Assigned task
Transcribe all of the data verbatim, please, and leave out its pictures.

Dataset extract
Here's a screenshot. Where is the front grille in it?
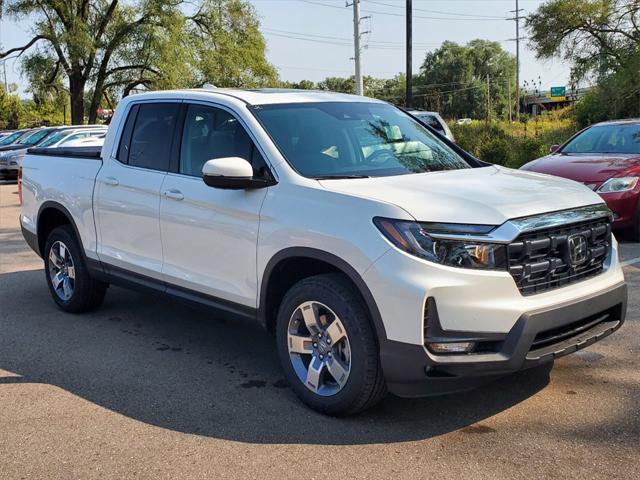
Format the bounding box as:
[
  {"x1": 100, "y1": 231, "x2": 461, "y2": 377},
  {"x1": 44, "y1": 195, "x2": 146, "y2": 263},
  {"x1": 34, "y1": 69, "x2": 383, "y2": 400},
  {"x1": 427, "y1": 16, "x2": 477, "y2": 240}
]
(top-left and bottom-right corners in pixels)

Solved problem
Here's a screenshot. Where is the front grille in it?
Format the bounding box as:
[
  {"x1": 100, "y1": 231, "x2": 461, "y2": 377},
  {"x1": 44, "y1": 195, "x2": 146, "y2": 263},
  {"x1": 34, "y1": 69, "x2": 383, "y2": 400},
  {"x1": 427, "y1": 16, "x2": 477, "y2": 240}
]
(top-left and bottom-right corners in pixels)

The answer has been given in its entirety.